Given task: Rewrite the records below, swapping every "report the position of each" for "give the location of each" and leaving everything else unchanged.

Records for the exercise:
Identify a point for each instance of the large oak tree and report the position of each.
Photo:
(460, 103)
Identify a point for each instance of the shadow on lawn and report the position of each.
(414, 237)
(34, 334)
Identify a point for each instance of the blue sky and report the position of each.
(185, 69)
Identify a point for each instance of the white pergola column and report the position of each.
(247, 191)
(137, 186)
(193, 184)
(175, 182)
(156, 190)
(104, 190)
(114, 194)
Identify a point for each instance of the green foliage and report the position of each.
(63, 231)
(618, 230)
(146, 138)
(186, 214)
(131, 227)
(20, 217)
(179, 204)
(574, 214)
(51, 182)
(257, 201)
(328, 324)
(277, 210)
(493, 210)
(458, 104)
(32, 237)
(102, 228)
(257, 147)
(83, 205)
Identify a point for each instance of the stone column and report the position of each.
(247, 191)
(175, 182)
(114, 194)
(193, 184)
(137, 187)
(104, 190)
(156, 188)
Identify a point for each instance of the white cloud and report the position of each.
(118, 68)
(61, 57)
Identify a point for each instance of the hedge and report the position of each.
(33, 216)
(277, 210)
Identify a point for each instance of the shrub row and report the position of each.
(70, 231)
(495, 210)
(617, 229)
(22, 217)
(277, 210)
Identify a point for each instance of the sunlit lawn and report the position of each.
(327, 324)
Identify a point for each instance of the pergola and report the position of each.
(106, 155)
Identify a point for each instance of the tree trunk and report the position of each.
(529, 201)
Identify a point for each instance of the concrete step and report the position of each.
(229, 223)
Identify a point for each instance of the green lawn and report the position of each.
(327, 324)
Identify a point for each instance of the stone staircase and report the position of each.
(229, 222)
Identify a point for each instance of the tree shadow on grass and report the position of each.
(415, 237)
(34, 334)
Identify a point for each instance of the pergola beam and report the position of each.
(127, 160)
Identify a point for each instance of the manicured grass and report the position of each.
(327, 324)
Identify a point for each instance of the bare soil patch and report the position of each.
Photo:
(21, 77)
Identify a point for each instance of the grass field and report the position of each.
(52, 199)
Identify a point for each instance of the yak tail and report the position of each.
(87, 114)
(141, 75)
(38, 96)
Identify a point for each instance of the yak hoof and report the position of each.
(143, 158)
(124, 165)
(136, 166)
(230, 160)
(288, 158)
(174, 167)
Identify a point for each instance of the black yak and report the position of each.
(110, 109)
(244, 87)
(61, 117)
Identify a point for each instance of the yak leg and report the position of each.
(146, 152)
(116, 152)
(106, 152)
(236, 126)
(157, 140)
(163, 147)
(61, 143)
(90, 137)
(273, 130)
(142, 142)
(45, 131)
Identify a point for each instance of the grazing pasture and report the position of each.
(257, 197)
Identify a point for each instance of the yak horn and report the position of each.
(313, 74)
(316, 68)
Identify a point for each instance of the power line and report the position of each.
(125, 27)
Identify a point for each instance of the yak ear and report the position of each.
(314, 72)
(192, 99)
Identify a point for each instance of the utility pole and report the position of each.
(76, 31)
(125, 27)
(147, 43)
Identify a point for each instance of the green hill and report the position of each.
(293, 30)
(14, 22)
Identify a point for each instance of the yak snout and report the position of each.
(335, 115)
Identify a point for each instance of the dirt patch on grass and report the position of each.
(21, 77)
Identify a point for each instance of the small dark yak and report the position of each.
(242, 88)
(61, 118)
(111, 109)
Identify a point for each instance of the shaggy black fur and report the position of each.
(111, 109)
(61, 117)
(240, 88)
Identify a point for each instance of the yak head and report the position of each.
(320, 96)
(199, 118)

Response:
Identify a point for each instance of the large oak tree and give the location of each.
Photo:
(460, 103)
Identify a point for each instance of the shadow on lawn and give the location of each.
(414, 237)
(34, 334)
Identify a point for each instance of the blue sky and give the location of each.
(185, 69)
Identify a point for each instance of the white pergola column and give the location of each.
(247, 191)
(137, 186)
(193, 184)
(175, 182)
(156, 190)
(104, 190)
(114, 194)
Identify a point for each instance of the green foliage and give the location of each.
(63, 231)
(618, 230)
(146, 138)
(186, 214)
(131, 227)
(20, 217)
(179, 204)
(574, 214)
(51, 182)
(257, 201)
(328, 324)
(277, 210)
(493, 210)
(458, 104)
(32, 237)
(102, 228)
(257, 147)
(83, 205)
Identify a point for each instance of the stone column and give the location of each.
(247, 191)
(175, 182)
(114, 194)
(193, 184)
(137, 187)
(104, 190)
(156, 188)
Identify a point for each instance of the white cloud and give the location of each.
(118, 68)
(61, 57)
Identify a point for each instance of the hedge and give the location of each.
(33, 216)
(277, 210)
Identify a point for each instance of the shrub row and give the location of each.
(70, 231)
(495, 210)
(617, 229)
(22, 217)
(277, 210)
Identify a point for each instance of the sunlit lawn and give the location of each.
(327, 324)
Identify a point for each instance of the pergola and give the location of each.
(106, 155)
Identify a point for each instance of the tree trunk and give the location of each.
(529, 201)
Identify a point for each instance of the concrete step and give the location of each.
(229, 223)
Identify a point for each instance of the green lawn and give the location of each.
(327, 324)
Identify a point for each instance of the stone staircase and give the location of each.
(229, 222)
Identify a point for each instance of the tree shadow on grass and give the location of each.
(415, 237)
(34, 334)
Identify a point for each instance of the pergola beam and give the location of each.
(127, 160)
Identify a point for each instance of the manicured grass and give the location of each.
(327, 324)
Identify a point for each instance of the bare soil patch and give the location of each.
Photo:
(21, 77)
Identify a point for each instance of the grass field and give the location of each.
(52, 199)
Identify a point for each instance of the yak tail and give the location of each.
(87, 114)
(141, 75)
(38, 96)
Identify a point for each instance of the yak hoof and give the location of each.
(143, 158)
(124, 165)
(136, 166)
(230, 160)
(288, 158)
(174, 167)
Identify a point for each instance of the black yak and give the location of each.
(110, 109)
(244, 87)
(61, 117)
Identify a point for each instance of the yak leg and give the location of each.
(146, 152)
(116, 152)
(106, 152)
(236, 126)
(157, 140)
(163, 147)
(61, 143)
(90, 137)
(273, 130)
(142, 142)
(45, 131)
Identify a point for each instance of the grazing pasture and give the location of each.
(257, 197)
Identify a point for each instance of the yak horn and give the location of each.
(313, 74)
(316, 68)
Identify a point for each instance of the power line and give the location of each.
(125, 27)
Identify a point for each instance of the yak ear and give the location of each.
(314, 72)
(192, 99)
Identify a point for each instance of the utility pole and give the location of each.
(76, 31)
(125, 27)
(147, 43)
Identify a point for each instance of the green hill and give the location of each.
(293, 30)
(14, 22)
Identify a point for each instance of the yak snout and give the location of each.
(335, 115)
Identify a point for each instance of the dirt patch on grass and give the location of each.
(21, 77)
Identify a point for each instance of the small dark yak and give the location of each.
(242, 88)
(61, 118)
(111, 109)
Identify a point for each instance of the shaggy black fur and give the location of each.
(111, 109)
(61, 117)
(240, 88)
Identify a point for each instance of the yak head and give the location of each.
(320, 96)
(199, 118)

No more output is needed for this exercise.